**GOAL 1:**
Translate this sentence from the reflection on public art grantmaking below into Spanish: "At NEFA, we believe that public art has the power to shift public culture and change the future."

**EXCERPT TO READ:**
■ ■ ■
A year into this inquiry, we are taking a moment to share some reflections as we look ahead to what’s next. We are thankful for the artists, thought partners, and co-conspirators (including our funders at the Barr Foundation, for their continued generosity and support of our public art programs at NEFA!) who have held us accountable to our values and continue to affirm this exploration in what it means to support public artmaking through a spatial justice lens. 

At NEFA, we believe that public art has the power to shift public culture and change the future. Sometimes that change is linear and measurable (e.g. cause and effect), and more often it’s like a ripple or vibration that is creating change that we might not be able to see or know how to measure in the moment. But we feel it. We know something is happening, even if we can’t quite describe it in a grantee report. And sometimes the impact is simply beyond what we can imagine in this moment.  

We know something is happening, even if we can’t quite describe it in a grantee report. And sometimes the impact is simply beyond what we can imagine in this moment. 

Funding the process of collective imagination, often results in less linear, less measurable outcomes. And that’s OK! In our Collective Imagination for Spatial Justice grantee reports we ask grantees, “What advice might you give to others as they embark upon a collective imagination journey?” 

Mar Parrilla, a Boston-based artist shares, “Be ready to be flexible. The journey is so important, and it might take you places you did not imagine. Take it in, and allow yourself to grow with and within it.”  

And Carolyn Cole of Creative Collective MA reflects that, “The seeds of change can never grow if not planted.” 

Through these collective imagination journeys, artists and community leaders are planting seeds of change as they reimagine the power and possibilities of public artmaking in their communities. What we are hearing from our grantees is the importance of this space for artists’ creative process, for their ability to heal and confront the injustices that plague our public spaces, and imagine new possibilities for the future.   

As we think about what decolonizing public spaces may look like, we are simultaneously exploring what it means to decolonize our grantmaking practices (think: reimagining the micro and the macro…). Perhaps we’ll see more public art for spatial justice applications come from these journeys in the future, but that’s not the goal! We are investing in the creative process, allowing imagination to plants seeds of change, and giving ourselves space to learn and grow along the journey. Funding collective imagination journeys IS part of what it looks like to support public artmaking that questions and shifts this dominant public culture towards embracing, embodying, re-centering, and anchoring the rights of Black Indigenous People of Color (BIPOC) to simply be, thrive, express, and connect in public. 

What’s Next? 

Grantee Blog Series – Reflections from the Field

We’ve asked a few of our grantees from this past year to share their reflections on their public artmaking practices and collective imagination journeys.
■ ■ ■
Contour annotation rows

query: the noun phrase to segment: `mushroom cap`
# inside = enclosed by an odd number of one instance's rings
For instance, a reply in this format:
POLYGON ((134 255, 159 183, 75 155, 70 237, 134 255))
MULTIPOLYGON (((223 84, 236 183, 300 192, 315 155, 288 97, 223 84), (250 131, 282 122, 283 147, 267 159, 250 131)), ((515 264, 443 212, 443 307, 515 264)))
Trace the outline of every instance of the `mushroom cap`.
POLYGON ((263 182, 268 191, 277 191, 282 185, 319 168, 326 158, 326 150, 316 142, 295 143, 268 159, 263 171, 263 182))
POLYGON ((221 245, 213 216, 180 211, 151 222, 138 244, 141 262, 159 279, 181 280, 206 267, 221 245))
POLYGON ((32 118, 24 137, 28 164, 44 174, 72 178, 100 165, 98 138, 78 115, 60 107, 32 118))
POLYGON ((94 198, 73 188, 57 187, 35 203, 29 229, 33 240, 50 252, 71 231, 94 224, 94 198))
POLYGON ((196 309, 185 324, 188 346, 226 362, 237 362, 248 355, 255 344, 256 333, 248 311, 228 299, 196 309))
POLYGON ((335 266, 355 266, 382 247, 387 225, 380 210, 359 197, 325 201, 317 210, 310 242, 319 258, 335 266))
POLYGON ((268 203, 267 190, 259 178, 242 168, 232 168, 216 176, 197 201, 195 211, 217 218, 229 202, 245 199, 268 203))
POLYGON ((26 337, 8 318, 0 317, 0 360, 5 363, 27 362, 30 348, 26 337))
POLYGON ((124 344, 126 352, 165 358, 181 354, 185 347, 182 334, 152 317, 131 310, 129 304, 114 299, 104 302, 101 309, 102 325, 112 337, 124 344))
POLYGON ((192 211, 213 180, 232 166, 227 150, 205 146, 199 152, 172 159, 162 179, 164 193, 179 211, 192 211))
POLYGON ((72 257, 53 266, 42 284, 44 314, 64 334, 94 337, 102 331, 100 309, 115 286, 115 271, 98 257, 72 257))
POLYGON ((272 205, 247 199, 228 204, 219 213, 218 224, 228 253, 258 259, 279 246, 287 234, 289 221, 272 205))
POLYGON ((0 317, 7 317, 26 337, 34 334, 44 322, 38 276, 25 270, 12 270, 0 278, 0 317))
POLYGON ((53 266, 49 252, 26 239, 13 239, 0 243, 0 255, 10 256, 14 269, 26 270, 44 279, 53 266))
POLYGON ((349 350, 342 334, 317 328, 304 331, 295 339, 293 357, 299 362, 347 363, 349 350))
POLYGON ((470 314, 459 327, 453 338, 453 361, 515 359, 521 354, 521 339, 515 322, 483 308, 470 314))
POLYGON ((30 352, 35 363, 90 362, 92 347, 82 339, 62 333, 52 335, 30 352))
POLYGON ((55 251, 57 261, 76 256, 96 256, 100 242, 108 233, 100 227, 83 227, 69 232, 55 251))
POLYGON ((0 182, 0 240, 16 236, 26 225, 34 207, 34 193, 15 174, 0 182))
■ ■ ■
**GOAL 2:**
Put the lines of the rows above into a numbered list, from the first line of the rows up to and including the line with "POLYGON ((32 118, 24", and skip any blank lines.

**TASK ANSWER 1:**
En NEFA, creemos que el arte público tiene el poder de transformar la cultura pública y cambiar el futuro.

**TASK ANSWER 2:**
1. query: the noun phrase to segment: `mushroom cap`
2. # inside = enclosed by an odd number of one instance's rings
3. For instance, a reply in this format:
4. POLYGON ((134 255, 159 183, 75 155, 70 237, 134 255))
5. MULTIPOLYGON (((223 84, 236 183, 300 192, 315 155, 288 97, 223 84), (250 131, 282 122, 283 147, 267 159, 250 131)), ((515 264, 443 212, 443 307, 515 264)))
6. Trace the outline of every instance of the `mushroom cap`.
7. POLYGON ((263 182, 268 191, 277 191, 282 185, 319 168, 326 158, 326 150, 316 142, 295 143, 268 159, 263 171, 263 182))
8. POLYGON ((221 245, 213 216, 180 211, 151 222, 138 244, 141 262, 159 279, 181 280, 206 267, 221 245))
9. POLYGON ((32 118, 24 137, 28 164, 44 174, 72 178, 100 165, 98 138, 78 115, 60 107, 32 118))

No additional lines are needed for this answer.